Work required:
Read through the data and report every line in which the word "instance" occurs.

Stored records:
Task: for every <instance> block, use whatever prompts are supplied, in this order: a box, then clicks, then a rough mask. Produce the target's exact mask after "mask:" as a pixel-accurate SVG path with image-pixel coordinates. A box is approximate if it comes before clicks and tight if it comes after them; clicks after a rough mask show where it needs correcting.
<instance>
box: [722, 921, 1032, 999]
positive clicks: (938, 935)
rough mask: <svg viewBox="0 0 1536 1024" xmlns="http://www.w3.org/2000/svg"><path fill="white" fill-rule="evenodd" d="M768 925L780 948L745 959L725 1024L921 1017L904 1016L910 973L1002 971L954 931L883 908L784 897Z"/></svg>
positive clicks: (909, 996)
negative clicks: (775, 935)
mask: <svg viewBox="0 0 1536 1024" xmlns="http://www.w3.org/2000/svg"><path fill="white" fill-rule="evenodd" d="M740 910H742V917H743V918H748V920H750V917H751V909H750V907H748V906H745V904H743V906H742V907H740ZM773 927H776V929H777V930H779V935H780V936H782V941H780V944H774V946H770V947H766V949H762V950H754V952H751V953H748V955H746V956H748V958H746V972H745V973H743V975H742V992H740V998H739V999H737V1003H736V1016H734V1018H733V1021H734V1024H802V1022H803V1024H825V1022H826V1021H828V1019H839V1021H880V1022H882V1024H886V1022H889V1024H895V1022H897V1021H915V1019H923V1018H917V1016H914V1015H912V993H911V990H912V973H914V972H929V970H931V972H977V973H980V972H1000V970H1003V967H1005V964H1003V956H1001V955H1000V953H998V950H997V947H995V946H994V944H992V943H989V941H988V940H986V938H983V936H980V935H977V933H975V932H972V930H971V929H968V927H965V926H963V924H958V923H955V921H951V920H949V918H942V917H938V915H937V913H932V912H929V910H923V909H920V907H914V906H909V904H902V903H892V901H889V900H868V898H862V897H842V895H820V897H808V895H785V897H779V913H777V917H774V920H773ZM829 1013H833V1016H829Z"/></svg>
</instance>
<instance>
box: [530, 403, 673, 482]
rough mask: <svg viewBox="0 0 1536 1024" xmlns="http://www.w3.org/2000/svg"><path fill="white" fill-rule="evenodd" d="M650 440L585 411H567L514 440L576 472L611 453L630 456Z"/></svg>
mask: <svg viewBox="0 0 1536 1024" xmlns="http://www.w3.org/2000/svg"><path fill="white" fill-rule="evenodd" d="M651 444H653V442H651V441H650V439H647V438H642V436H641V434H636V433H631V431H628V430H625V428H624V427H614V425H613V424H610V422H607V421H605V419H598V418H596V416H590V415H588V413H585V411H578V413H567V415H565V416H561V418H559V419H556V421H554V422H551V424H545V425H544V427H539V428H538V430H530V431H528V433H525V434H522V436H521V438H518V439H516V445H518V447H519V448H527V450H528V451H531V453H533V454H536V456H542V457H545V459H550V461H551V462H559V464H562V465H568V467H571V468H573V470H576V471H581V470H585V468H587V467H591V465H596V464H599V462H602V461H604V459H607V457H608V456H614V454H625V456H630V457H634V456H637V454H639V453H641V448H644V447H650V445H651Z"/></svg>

Result below:
Task: for every <instance> block, use whatever prompts are supplied, in this order: a box, then clicks, then a rough mask. Produce the target's exact mask after "mask:" as a pixel-accurate SVG path with image-pixel coordinates. A box is approximate if it comes before clicks and tight if it comes after them; clicks after a rough mask show where it needs correcting.
<instance>
</instance>
<instance>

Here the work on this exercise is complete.